→ **作業内容**
(1) 本文のうち「第三の発明では、路上装置から」から「た情報の提供が可能となった。」までを、両端も含めてそのまま書き写すこと。
(2) 本文によると、第五の発明で路上装置の記憶手段が記憶するものは何か。

第三の発明では、路上装置から送信する情報量が大きくなった場合であっても、車載機への情報の到達確実性やリアルタイム性などを一定以上のレベルにするとともに、特定の送信間隔以内で送信しなければならない情報について、その送信間隔を守ることが可能となった。
なお、送信すべき個別情報及び共通情報の選択には、全ての共通情報と車載機から送信を要求される全ての個別情報を含めるようにすることも含まれる。
【0016】
また、第四の発明にかかる路車間通信システムは、道路上の所定領域に対してダウンリンク情報を所定周期毎に繰り返し送信する路上装置と、前記所定領域内で前記ダウンリンク情報を受信する1又は複数の車載機とを含み、前記ダウンリンク情報には、複数の車載機に対して共通的に送信する1又は複数の共通情報と、所定領域内に存在する少なくとも1つの車載機からの要求に応じて所定期間内に限り送信される1又は複数の個別情報とが含まれており、前記路上装置は、前記共通情報及び個別情報の優先度を記憶する記憶手段を有し、前記優先度と前記共通情報及び個別情報のデータサイズと個別情報の送信を要求する車両の台数とに基づいて、1の所定周期において前記ダウンリンク情報に含ませる個別情報と共通情報を選択し、その送信順序及び送信回数を決定する(請求項4)。
【0017】
この発明によれば、第二の発明にかかる路車間通信システムに加えて、個別情報の送信を要求する車両の台数を加味して、適宜送信すべき情報を選択した上で、その送信順序と送信回数を決定するようにした。このため、路上装置から送信する情報量が大きくなった場合であっても、車載機への情報の到達確実性やリアルタイム性などを一定以上のレベルにするとともに、個別情報の需要の大小に即した情報の提供が可能となった。
なお、送信すべき個別情報及び共通情報の選択には、全ての共通情報と車載機から送信を要求される全ての個別情報を含めるようにすることも含まれる。
【0018】
また、第五の発明にかかる路車間通信システムは、道路上の所定領域に対してダウンリンク情報を所定周期毎に繰り返し送信する路上装置と、前記所定領域内で前記ダウンリンク情報を受信する1又は複数の車載機とを含み、前記ダウンリンク情報には、複数の車載機に対して共通的に送信する1又は複数の共通情報と、所定領域内に存在する少なくとも1つの車載機からの要求に応じて所定期間内に限り送信される1又は複数の個別情報とが含まれており、前記路上装置は、前記共通情報及び個別情報の優先度及び送信分解能を記憶する記憶手段を有し、前記優先度と送信分解能と前記共通情報及び個別情報のデータサイズと個別情報の送信を要求する車両の台数とに基づいて、1の所定周期において前記ダウンリンク情報に含ませる個別情報と共通情報を選択し、その送信順序及び送信回数を決定する(請求項5)。
【0019】
この発明によれば、第二の発明にかかる路車間通信システムに加えて、送信分解能と個別情報の送信を要求する車両の台数の双方を加味して、適宜送信すべき情報を選択した上で、その送信順序と送信回数を決定するようにした。このため、路上装置から送信する情報量が大きくなった場合であっても、車載機への情報の到達確実性やリアルタイム性などを一定以上のレベルにするとともに、特定の送信間隔以内で送信しなければならない情報について、その送信間隔を守ることを可能とし、さらに個別情報の需要の大小に即した情報の提供を行うことが可能となった。

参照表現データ
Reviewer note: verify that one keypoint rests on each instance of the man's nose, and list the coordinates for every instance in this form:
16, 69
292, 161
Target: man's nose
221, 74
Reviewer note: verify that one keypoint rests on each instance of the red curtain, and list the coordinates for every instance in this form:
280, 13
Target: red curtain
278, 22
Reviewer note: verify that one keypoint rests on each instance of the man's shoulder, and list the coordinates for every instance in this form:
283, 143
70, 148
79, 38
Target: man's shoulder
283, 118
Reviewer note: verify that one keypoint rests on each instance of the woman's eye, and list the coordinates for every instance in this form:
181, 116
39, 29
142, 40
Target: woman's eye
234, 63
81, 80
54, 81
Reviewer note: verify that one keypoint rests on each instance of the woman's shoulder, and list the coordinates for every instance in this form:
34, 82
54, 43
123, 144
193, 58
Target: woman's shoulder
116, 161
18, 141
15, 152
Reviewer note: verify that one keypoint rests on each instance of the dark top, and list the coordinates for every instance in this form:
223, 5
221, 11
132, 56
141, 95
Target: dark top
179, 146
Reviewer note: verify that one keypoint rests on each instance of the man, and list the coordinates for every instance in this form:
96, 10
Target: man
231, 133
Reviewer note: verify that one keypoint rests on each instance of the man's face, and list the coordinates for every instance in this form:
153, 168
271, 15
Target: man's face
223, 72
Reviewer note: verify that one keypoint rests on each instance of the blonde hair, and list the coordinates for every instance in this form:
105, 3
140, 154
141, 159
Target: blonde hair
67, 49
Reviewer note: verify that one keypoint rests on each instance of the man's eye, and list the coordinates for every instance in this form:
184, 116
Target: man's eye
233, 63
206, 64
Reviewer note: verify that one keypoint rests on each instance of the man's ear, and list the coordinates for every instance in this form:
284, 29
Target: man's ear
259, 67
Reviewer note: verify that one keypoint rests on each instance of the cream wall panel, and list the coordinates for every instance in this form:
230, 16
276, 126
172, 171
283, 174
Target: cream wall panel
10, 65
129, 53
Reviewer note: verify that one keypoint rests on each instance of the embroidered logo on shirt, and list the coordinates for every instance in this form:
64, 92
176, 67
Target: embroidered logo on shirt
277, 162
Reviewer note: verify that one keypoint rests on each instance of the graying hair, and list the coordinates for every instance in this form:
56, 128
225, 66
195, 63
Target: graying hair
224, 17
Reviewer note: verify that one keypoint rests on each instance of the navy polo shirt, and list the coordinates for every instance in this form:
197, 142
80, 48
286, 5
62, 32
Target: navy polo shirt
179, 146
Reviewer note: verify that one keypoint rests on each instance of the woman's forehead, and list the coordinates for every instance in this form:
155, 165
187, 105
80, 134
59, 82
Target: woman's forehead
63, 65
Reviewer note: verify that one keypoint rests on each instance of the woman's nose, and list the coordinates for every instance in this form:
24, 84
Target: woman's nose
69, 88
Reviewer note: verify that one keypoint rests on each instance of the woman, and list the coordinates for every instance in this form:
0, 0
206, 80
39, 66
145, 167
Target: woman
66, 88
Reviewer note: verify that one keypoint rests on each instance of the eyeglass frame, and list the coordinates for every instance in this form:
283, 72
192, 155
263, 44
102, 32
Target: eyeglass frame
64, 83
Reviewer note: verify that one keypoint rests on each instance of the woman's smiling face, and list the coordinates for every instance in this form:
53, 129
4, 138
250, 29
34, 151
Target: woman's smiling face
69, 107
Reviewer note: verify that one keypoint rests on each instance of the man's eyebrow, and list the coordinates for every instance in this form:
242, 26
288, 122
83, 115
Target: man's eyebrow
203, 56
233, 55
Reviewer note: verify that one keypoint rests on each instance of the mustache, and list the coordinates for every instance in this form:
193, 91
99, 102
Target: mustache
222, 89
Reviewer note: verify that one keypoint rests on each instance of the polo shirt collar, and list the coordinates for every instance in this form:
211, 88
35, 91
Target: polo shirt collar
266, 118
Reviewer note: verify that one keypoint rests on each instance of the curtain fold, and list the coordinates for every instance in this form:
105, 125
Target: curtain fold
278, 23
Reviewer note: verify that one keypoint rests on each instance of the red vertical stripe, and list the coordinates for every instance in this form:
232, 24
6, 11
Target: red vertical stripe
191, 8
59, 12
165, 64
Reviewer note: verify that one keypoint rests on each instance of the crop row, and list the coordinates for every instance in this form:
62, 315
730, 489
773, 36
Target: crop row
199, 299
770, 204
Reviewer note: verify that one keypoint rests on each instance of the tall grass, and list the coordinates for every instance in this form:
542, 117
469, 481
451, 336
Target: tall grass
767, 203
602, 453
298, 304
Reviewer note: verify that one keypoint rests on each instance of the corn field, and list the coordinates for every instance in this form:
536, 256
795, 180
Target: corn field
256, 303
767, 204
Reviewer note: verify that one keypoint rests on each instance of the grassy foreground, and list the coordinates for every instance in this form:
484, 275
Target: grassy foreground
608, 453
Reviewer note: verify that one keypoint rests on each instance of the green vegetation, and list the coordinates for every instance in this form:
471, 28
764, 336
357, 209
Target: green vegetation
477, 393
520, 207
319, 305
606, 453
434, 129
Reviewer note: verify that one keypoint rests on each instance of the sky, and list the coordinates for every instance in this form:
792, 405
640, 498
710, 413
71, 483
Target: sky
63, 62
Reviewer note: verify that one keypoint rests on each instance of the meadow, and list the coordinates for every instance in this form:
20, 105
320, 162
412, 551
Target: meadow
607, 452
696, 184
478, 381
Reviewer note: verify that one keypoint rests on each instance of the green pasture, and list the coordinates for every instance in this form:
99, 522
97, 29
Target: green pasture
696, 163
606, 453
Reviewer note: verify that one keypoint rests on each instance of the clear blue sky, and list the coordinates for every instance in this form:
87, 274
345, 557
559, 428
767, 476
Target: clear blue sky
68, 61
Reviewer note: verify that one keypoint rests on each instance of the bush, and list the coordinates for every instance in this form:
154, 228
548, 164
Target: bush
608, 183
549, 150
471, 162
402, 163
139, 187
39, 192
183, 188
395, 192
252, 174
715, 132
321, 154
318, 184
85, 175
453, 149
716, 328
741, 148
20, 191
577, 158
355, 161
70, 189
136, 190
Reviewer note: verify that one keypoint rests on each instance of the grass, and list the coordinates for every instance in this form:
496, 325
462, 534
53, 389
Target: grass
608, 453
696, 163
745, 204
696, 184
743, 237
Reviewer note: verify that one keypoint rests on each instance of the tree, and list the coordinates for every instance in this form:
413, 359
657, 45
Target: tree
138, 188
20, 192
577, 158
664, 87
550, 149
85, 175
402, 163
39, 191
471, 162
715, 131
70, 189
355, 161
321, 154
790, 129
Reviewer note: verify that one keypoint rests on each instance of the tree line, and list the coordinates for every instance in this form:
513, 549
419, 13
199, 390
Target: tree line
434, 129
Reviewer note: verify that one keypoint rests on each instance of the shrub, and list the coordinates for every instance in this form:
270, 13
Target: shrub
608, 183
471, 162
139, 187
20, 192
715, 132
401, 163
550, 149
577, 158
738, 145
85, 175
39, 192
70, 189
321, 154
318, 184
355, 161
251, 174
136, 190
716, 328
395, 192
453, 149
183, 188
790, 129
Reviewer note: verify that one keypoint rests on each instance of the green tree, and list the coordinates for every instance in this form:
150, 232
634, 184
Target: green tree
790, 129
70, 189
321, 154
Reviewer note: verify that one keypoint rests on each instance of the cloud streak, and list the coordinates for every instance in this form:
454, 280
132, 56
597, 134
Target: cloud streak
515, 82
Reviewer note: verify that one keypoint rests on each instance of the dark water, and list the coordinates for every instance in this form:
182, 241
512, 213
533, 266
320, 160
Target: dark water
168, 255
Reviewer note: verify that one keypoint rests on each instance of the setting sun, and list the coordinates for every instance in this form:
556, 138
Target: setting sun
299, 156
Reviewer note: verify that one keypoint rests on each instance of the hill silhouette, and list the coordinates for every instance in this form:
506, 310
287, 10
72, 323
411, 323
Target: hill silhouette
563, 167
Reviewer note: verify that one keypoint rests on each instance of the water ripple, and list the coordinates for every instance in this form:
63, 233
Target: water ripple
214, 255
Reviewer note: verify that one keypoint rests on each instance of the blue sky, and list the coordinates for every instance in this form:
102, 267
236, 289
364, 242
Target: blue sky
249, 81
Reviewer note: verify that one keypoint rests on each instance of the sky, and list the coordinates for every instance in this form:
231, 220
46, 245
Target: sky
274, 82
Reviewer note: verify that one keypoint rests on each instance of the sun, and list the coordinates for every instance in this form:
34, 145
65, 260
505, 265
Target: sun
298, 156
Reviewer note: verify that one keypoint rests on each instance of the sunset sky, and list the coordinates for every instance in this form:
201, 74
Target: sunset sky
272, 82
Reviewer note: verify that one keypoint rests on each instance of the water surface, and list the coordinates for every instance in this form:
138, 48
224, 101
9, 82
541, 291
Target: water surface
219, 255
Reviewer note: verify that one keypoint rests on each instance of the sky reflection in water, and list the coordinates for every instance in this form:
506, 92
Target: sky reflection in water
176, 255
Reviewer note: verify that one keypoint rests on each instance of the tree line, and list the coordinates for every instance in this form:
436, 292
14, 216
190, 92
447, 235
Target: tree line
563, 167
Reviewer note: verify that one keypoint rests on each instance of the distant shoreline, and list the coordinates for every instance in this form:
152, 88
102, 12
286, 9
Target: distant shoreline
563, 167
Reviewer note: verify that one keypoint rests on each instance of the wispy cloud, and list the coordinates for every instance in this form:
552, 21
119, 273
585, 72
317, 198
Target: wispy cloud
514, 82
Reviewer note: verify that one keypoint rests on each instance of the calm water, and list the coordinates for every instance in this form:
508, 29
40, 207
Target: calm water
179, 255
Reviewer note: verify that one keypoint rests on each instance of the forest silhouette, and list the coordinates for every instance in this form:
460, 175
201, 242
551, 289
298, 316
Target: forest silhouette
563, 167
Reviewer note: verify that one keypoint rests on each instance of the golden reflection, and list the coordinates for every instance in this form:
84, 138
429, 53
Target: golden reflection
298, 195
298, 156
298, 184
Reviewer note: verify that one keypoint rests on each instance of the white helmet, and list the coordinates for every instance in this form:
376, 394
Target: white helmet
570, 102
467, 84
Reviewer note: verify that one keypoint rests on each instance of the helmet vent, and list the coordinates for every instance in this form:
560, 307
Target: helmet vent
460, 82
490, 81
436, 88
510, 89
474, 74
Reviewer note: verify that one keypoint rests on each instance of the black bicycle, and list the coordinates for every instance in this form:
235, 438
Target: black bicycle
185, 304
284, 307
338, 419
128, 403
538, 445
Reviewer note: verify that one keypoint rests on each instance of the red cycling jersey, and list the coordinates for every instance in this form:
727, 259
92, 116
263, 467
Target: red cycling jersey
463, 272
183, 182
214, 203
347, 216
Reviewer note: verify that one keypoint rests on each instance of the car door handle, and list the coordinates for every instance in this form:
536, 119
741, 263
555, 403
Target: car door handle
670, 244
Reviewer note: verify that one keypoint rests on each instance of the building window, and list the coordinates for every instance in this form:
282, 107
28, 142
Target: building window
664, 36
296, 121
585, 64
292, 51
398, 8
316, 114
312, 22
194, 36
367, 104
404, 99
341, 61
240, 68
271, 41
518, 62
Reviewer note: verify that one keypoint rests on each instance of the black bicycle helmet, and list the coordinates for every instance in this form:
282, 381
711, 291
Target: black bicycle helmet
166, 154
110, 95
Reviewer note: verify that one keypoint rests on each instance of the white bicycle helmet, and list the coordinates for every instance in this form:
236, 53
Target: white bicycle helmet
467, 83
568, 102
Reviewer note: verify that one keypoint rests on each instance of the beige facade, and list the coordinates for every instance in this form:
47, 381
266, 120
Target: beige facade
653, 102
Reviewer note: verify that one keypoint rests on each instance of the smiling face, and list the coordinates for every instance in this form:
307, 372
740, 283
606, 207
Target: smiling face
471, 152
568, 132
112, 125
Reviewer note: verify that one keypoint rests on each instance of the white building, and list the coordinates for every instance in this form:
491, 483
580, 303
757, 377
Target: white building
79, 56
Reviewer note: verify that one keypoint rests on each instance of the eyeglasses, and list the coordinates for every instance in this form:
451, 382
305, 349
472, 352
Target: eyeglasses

→ **作業の解答**
(1)
第三の発明では、路上装置から送信する情報量が大きくなった場合であっても、車載機への情報の到達確実性やリアルタイム性などを一定以上のレベルにするとともに、特定の送信間隔以内で送信しなければならない情報について、その送信間隔を守ることが可能となった。
なお、送信すべき個別情報及び共通情報の選択には、全ての共通情報と車載機から送信を要求される全ての個別情報を含めるようにすることも含まれる。
【0016】
また、第四の発明にかかる路車間通信システムは、道路上の所定領域に対してダウンリンク情報を所定周期毎に繰り返し送信する路上装置と、前記所定領域内で前記ダウンリンク情報を受信する1又は複数の車載機とを含み、前記ダウンリンク情報には、複数の車載機に対して共通的に送信する1又は複数の共通情報と、所定領域内に存在する少なくとも1つの車載機からの要求に応じて所定期間内に限り送信される1又は複数の個別情報とが含まれており、前記路上装置は、前記共通情報及び個別情報の優先度を記憶する記憶手段を有し、前記優先度と前記共通情報及び個別情報のデータサイズと個別情報の送信を要求する車両の台数とに基づいて、1の所定周期において前記ダウンリンク情報に含ませる個別情報と共通情報を選択し、その送信順序及び送信回数を決定する(請求項4)。
【0017】
この発明によれば、第二の発明にかかる路車間通信システムに加えて、個別情報の送信を要求する車両の台数を加味して、適宜送信すべき情報を選択した上で、その送信順序と送信回数を決定するようにした。このため、路上装置から送信する情報量が大きくなった場合であっても、車載機への情報の到達確実性やリアルタイム性などを一定以上のレベルにするとともに、個別情報の需要の大小に即した情報の提供が可能となった。

(2) 共通情報及び個別情報の優先度及び送信分解能